**** INFORMATION GIVEN

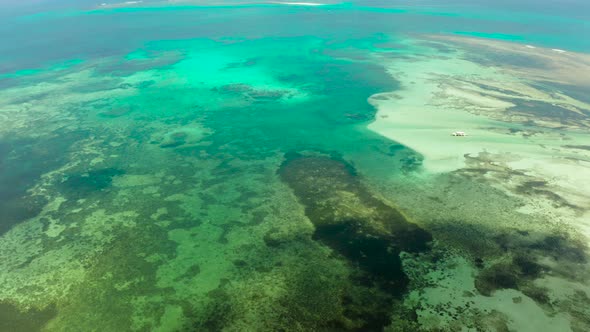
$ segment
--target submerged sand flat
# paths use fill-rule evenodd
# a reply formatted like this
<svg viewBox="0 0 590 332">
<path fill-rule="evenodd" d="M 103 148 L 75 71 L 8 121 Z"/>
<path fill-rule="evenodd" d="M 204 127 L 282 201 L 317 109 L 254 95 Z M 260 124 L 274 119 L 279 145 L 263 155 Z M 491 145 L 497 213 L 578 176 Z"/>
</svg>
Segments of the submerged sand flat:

********

* [THE TASK]: Return each line of the records above verbatim, leaving out the pictures.

* [REPLY TO THE EXERCISE]:
$ segment
--target submerged sand flat
# paths use fill-rule evenodd
# a reply formatted like this
<svg viewBox="0 0 590 332">
<path fill-rule="evenodd" d="M 103 148 L 75 71 L 8 121 Z"/>
<path fill-rule="evenodd" d="M 204 127 L 282 201 L 317 109 L 254 95 Z M 260 124 L 274 119 L 279 145 L 263 155 Z M 491 145 L 497 213 L 578 176 Z"/>
</svg>
Segments of the submerged sand flat:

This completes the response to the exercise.